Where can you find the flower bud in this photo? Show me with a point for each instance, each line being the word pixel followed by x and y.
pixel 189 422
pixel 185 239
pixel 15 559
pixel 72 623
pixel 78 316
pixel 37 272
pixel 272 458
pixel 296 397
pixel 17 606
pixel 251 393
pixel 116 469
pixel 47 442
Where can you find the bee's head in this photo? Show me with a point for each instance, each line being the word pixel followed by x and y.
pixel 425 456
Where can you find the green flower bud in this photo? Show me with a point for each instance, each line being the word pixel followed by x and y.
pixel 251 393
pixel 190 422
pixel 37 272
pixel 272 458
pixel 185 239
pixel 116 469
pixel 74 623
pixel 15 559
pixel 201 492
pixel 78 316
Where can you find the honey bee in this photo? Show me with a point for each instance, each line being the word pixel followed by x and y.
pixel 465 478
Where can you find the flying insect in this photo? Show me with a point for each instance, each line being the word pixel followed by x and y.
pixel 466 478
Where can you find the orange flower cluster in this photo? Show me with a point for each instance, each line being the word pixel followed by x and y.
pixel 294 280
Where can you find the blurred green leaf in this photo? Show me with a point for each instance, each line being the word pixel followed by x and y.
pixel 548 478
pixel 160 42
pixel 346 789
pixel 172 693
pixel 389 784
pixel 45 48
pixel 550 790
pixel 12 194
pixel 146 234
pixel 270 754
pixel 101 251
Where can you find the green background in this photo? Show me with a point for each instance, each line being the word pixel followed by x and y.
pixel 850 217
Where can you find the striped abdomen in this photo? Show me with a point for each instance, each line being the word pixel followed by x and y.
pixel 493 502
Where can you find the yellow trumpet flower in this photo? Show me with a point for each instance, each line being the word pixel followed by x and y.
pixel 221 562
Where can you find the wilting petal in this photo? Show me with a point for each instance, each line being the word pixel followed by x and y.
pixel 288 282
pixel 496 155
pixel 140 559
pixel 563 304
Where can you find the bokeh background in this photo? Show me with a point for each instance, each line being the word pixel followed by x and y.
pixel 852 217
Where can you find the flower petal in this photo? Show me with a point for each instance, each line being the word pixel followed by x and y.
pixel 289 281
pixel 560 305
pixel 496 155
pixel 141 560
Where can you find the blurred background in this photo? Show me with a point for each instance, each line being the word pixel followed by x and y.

AIM OF THE EXERCISE:
Revise the listing from the line with "Where can you find the wilting" through the end of the listing, replacing "photo" with "image" and leaving everything else unchanged.

RESULT:
Where can you find the wilting petal in this image? Show me with a point for each instance, each line being the word pixel followed by x and y.
pixel 288 282
pixel 496 155
pixel 140 559
pixel 563 304
Where can you find the bokeh background in this image? Show me with a point for each instance, each line being the word pixel followed by x and y.
pixel 852 217
Where can you find the flower petal in this image? Show me with a point for each instance, each line being the word pixel followed by x and y.
pixel 289 281
pixel 560 305
pixel 496 155
pixel 141 560
Where can you find the blurred background in this image? Show me with a point for each instance, each line being the word pixel followed by x and y.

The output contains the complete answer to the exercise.